In two sentences, summarize the issue-tracker guidelines below.
[Opening Selected passage section]
If you're about to raise an issue because you think that you've found a problem with the application, or you'd like to make a request for a new feature in the codebase, or any other reason… please read this first.

The GitHub issue tracker is the preferred channel for bug reports, feature requests, and pull requests but respect the following restrictions:

  • Please do not use the issue tracker for personal support requests.
  • Please do not derail or troll issues. Keep the discussion on topic and respect the opinions of others.

Report A Bug

A bug is a demonstrable problem that is caused by the code in the repository. Good bug reports are extremely helpful - thank you!

Guidelines for bug reports:

  1. Use the GitHub issue search — check if the issue has already been reported.
  2. Check if the issue has been fixed — try to reproduce it using the latest master or look for closed issues.
  3. Include a screencast if relevant - Is your issue about a design or front end feature or bug? The most helpful thing in the world is if we can see what you're talking about. Just drop the picture after writing your issue, it'll be uploaded and shown to the developers.
  4. Use the Issue tab on GitHub to start creating a bug report. A good bug report shouldn't leave others needing to chase you up for more information. Be sure to include all the possible required details and the steps to take to reproduce the issue.

Feature Requests

Feature requests are welcome. Before you submit one be sure to:

  1. Use the GitHub Issues search and check the feature hasn't already been requested.
[Closing Selected passage section]
[Opening Source material section]
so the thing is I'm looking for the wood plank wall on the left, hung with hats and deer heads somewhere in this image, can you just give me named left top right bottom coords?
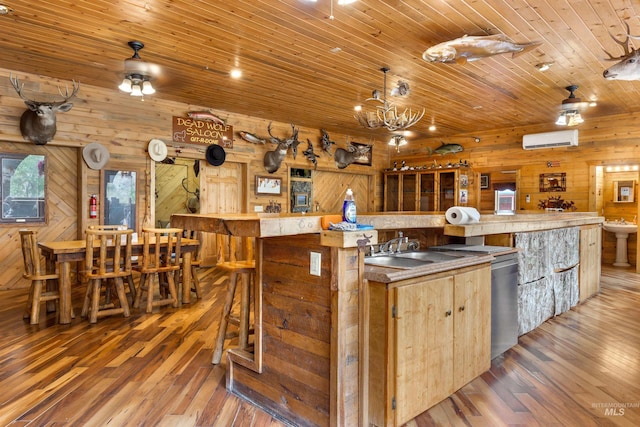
left=0, top=68, right=389, bottom=289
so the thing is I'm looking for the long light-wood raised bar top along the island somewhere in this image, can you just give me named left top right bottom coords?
left=171, top=212, right=604, bottom=237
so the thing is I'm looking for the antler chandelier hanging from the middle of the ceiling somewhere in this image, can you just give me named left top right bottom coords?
left=354, top=67, right=424, bottom=132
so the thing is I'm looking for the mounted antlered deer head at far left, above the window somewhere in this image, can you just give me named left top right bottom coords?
left=9, top=75, right=80, bottom=145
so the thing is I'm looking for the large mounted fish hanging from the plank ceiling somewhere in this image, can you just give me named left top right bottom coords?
left=422, top=34, right=542, bottom=65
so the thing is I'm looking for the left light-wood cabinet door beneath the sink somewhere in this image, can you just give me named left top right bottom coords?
left=395, top=276, right=454, bottom=425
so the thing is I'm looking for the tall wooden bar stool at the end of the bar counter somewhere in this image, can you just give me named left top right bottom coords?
left=211, top=236, right=256, bottom=365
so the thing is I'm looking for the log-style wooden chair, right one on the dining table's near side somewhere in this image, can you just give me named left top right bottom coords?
left=133, top=228, right=182, bottom=313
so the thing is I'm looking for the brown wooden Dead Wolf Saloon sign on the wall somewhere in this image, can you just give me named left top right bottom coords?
left=173, top=116, right=233, bottom=148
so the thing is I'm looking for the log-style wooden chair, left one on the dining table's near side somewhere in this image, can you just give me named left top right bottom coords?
left=81, top=229, right=133, bottom=323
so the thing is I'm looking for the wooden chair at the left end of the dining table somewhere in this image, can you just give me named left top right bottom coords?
left=20, top=230, right=60, bottom=325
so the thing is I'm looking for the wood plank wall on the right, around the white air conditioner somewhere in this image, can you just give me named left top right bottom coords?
left=390, top=118, right=640, bottom=270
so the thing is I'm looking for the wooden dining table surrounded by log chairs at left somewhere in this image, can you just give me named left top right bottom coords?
left=38, top=238, right=200, bottom=324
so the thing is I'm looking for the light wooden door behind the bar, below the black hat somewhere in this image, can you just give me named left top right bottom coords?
left=200, top=162, right=246, bottom=266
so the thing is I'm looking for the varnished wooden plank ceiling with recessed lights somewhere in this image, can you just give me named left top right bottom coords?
left=0, top=0, right=640, bottom=144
[Closing Source material section]
→ **Output for this task**: The GitHub issue tracker is the preferred channel for bug reports, feature requests, and pull requests, but it should not be used for personal support requests or for derailing or trolling issues. Before reporting a bug or requesting a feature, you should search existing issues, and a bug report should also check whether the problem has already been fixed, include a screencast when relevant, and give all required details and the steps to reproduce it.